**What to produce:** Drop the images; return everything else in the listing below exactly.

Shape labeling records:
***

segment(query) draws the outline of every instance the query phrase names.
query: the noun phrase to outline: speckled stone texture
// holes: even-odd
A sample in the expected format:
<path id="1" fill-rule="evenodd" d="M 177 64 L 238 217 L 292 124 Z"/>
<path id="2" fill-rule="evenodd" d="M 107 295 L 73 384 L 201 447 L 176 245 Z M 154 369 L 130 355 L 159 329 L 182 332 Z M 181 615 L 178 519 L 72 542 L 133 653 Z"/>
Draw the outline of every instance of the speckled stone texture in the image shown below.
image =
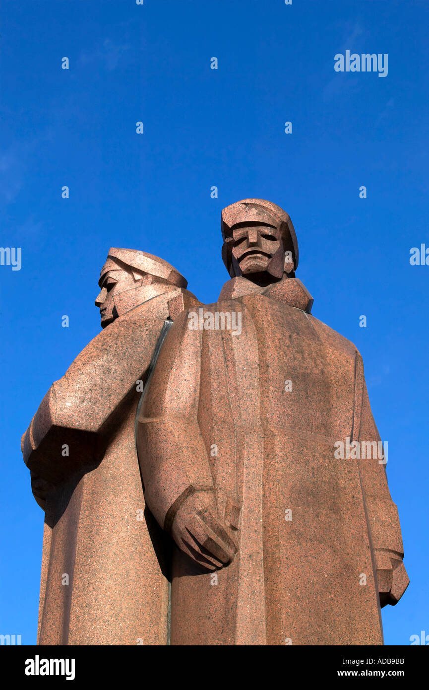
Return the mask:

***

**Problem solution:**
segment(query) draws the outline of every instance the query phrase names.
query: the noun phrase to outline: speckled stone texture
// holes: even-odd
A sample in the expected format:
<path id="1" fill-rule="evenodd" d="M 177 64 L 238 217 L 292 124 Z"/>
<path id="2" fill-rule="evenodd" d="M 107 295 L 73 384 L 201 447 L 176 245 Z M 154 369 L 130 355 L 159 329 L 182 332 Z M 181 615 L 178 519 L 72 542 L 133 653 Z"/>
Draw the outline of every instance of the speckled stone texture in the image shown below.
image =
Return the mask:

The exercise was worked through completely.